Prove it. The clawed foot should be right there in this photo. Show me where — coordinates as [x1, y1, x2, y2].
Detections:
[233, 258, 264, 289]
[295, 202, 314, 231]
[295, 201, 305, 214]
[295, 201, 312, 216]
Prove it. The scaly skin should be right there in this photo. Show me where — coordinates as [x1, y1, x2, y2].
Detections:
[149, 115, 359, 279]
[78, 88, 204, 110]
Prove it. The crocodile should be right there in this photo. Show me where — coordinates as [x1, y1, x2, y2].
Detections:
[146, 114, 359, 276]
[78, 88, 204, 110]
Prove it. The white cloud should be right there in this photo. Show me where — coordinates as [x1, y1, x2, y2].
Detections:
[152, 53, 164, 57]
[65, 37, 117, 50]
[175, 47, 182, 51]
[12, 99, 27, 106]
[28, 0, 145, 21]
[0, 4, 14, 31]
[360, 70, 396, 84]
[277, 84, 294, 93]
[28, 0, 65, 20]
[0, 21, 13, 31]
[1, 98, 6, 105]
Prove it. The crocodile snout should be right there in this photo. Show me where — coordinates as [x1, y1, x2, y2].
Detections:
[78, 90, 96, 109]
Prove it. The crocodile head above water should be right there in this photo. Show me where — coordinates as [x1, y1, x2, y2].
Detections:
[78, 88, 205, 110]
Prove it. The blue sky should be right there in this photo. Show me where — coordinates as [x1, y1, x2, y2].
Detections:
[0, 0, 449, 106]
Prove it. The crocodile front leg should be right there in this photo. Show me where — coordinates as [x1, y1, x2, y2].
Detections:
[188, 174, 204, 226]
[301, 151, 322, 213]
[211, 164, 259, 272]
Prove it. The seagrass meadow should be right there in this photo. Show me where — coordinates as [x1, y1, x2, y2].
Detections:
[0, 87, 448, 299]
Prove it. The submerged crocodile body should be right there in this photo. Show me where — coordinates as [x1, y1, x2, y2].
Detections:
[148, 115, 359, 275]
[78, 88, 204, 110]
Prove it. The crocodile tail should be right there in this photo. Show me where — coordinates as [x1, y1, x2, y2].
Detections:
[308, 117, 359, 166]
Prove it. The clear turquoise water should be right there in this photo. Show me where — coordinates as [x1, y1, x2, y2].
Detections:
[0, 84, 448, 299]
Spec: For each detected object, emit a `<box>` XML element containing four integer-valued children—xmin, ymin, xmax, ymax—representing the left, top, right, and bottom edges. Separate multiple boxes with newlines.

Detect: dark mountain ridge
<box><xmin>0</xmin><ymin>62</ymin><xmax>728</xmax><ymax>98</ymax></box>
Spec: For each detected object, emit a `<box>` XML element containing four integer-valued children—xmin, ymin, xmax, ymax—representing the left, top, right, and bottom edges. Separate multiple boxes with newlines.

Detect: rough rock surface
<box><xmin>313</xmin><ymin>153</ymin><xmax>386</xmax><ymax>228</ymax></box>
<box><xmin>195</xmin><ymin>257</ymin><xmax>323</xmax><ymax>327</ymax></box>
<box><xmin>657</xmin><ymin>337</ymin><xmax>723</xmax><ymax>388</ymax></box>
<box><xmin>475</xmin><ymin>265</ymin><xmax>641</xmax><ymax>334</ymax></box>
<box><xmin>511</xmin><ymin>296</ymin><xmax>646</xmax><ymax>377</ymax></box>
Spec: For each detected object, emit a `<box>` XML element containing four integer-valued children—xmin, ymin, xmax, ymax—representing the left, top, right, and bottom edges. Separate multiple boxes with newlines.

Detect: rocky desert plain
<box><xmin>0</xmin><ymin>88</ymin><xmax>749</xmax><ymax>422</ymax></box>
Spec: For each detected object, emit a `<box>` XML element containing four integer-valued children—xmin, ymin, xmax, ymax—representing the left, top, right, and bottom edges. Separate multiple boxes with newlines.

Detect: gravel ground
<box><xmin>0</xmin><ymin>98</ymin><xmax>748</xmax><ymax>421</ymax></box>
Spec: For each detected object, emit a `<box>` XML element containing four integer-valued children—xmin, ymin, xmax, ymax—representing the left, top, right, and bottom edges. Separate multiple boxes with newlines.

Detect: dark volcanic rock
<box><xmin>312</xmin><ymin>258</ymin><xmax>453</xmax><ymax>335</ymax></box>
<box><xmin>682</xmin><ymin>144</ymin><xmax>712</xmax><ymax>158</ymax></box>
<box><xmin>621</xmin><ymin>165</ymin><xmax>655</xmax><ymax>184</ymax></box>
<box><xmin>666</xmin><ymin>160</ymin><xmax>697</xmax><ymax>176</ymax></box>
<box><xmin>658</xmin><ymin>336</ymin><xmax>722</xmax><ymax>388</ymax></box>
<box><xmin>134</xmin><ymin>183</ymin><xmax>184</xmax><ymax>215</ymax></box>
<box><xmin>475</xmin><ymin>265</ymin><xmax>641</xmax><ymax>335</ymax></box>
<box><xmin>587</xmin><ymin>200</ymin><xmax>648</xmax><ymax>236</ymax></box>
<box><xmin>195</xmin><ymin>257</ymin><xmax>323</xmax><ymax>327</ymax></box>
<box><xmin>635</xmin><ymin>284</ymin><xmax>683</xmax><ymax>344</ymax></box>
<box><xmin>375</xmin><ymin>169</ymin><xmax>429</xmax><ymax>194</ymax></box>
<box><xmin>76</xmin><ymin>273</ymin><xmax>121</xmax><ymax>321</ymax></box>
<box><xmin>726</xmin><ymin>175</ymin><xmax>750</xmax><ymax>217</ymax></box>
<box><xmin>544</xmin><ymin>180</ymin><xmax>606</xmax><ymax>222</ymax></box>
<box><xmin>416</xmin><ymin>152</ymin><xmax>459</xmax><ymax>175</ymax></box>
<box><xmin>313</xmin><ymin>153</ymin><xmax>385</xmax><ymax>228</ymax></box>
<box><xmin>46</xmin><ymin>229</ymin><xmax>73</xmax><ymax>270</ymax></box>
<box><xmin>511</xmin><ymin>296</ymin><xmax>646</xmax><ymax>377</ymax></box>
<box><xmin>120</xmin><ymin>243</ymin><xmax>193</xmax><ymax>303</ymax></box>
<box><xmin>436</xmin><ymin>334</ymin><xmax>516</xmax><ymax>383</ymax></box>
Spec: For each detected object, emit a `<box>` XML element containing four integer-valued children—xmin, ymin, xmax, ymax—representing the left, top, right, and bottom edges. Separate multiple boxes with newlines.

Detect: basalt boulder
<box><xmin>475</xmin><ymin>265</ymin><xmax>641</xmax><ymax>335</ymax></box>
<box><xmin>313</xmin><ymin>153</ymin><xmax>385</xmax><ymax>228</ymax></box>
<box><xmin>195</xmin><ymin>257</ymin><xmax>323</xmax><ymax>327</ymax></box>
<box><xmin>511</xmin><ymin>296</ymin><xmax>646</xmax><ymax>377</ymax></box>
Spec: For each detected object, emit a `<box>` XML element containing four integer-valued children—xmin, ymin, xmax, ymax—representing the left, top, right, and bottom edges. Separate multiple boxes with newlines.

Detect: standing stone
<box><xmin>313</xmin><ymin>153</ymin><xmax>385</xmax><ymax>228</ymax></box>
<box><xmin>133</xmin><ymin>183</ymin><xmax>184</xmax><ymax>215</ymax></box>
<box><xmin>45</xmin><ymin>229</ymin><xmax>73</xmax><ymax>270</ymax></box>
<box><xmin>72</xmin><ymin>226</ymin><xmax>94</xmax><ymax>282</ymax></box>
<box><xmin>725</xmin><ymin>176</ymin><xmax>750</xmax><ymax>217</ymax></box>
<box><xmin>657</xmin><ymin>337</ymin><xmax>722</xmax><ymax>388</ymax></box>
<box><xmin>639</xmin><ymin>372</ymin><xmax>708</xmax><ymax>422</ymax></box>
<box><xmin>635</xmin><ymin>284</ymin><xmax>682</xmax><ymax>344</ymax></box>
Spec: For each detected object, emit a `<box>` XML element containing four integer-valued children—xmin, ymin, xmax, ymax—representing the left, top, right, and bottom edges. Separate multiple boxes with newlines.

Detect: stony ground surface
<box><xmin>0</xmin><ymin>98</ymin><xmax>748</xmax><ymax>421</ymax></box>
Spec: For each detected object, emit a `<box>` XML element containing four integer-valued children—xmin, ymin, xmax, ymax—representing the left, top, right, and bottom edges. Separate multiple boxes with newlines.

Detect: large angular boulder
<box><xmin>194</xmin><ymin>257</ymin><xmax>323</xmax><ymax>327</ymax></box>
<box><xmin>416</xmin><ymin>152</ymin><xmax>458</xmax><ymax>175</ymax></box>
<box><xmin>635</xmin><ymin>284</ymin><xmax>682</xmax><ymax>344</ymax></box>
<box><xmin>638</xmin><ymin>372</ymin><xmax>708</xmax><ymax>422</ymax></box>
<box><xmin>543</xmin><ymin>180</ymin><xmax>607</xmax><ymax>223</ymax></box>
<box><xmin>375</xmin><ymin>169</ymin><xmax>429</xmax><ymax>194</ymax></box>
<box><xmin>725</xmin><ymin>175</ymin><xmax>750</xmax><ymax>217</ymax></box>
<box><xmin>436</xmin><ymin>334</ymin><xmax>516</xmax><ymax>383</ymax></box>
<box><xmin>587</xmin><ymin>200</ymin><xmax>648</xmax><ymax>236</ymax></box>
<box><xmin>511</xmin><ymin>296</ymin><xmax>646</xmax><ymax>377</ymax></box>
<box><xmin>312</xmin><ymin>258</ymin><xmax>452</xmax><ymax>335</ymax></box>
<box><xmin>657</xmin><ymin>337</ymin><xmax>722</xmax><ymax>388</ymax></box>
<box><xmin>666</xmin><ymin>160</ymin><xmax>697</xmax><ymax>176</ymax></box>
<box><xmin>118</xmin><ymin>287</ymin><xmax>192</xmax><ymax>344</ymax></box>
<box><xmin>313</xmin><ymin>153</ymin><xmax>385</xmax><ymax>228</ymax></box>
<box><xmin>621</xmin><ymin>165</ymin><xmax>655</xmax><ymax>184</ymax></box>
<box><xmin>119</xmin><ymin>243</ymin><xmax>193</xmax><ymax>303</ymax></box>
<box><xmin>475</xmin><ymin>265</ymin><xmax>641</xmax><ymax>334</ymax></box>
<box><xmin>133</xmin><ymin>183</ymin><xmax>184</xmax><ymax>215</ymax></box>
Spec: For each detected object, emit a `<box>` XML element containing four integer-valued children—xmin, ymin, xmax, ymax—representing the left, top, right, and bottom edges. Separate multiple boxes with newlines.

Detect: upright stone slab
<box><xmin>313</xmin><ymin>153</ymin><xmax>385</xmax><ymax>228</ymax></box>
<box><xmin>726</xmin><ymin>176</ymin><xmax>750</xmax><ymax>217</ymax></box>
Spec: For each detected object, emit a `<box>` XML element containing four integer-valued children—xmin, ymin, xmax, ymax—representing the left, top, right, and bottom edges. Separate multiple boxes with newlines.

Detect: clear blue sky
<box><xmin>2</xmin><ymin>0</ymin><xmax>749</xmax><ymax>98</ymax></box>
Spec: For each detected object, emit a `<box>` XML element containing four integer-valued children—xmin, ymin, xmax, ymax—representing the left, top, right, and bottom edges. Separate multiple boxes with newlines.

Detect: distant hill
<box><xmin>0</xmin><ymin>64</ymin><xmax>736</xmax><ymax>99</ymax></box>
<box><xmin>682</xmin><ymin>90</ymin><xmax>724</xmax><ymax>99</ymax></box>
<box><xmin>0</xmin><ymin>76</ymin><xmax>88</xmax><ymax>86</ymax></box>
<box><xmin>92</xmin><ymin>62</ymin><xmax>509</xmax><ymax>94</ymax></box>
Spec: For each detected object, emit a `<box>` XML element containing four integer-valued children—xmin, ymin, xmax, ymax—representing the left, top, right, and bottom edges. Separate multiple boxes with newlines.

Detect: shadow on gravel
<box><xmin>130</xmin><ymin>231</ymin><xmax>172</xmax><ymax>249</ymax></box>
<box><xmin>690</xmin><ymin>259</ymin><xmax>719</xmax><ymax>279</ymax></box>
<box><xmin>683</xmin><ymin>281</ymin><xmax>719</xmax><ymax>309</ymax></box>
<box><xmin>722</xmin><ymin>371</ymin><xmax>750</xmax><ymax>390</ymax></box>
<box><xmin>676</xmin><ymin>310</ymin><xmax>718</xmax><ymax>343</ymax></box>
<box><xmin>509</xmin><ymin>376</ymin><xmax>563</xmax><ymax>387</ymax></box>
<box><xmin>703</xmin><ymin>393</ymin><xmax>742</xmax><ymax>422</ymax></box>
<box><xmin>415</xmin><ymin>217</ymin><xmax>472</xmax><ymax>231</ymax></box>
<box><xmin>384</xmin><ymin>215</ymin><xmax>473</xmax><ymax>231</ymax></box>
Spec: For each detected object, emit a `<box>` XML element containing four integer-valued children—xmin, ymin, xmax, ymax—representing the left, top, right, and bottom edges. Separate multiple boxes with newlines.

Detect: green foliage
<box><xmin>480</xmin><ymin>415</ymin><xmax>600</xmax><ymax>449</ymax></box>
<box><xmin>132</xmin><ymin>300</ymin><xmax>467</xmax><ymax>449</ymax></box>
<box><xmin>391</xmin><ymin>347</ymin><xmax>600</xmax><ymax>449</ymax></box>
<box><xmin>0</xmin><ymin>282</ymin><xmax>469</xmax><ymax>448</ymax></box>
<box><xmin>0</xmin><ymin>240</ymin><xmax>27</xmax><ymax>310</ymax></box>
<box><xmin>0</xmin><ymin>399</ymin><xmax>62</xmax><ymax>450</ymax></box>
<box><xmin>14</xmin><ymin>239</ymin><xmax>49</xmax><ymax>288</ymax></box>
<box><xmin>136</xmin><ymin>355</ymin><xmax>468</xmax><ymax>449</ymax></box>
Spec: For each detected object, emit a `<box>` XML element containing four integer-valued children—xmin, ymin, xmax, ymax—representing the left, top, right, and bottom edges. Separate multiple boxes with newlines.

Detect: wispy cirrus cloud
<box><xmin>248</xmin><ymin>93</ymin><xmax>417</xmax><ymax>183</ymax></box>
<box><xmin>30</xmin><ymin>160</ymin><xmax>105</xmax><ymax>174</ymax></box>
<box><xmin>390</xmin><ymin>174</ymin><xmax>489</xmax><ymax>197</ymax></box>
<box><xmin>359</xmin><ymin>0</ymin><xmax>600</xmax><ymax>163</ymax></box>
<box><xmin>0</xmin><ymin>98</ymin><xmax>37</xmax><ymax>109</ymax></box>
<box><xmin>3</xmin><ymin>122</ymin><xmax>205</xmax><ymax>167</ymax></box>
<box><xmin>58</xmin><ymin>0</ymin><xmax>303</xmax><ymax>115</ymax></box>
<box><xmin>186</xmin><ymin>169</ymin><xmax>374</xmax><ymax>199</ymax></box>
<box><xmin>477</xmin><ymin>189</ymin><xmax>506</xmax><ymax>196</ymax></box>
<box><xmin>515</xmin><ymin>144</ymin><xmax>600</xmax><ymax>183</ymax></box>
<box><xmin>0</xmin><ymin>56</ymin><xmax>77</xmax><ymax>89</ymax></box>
##############################
- [What you need to do]
Each line holding "water" should be copied from the material above.

- [Answer box]
Prove it. The crocodile head above water should be right there in this photo. Show me where — coordinates as [x1, y1, x2, y2].
Prove it. The clear turquoise water should be right there in this photo. Show me where — coordinates as [x1, y1, x2, y2].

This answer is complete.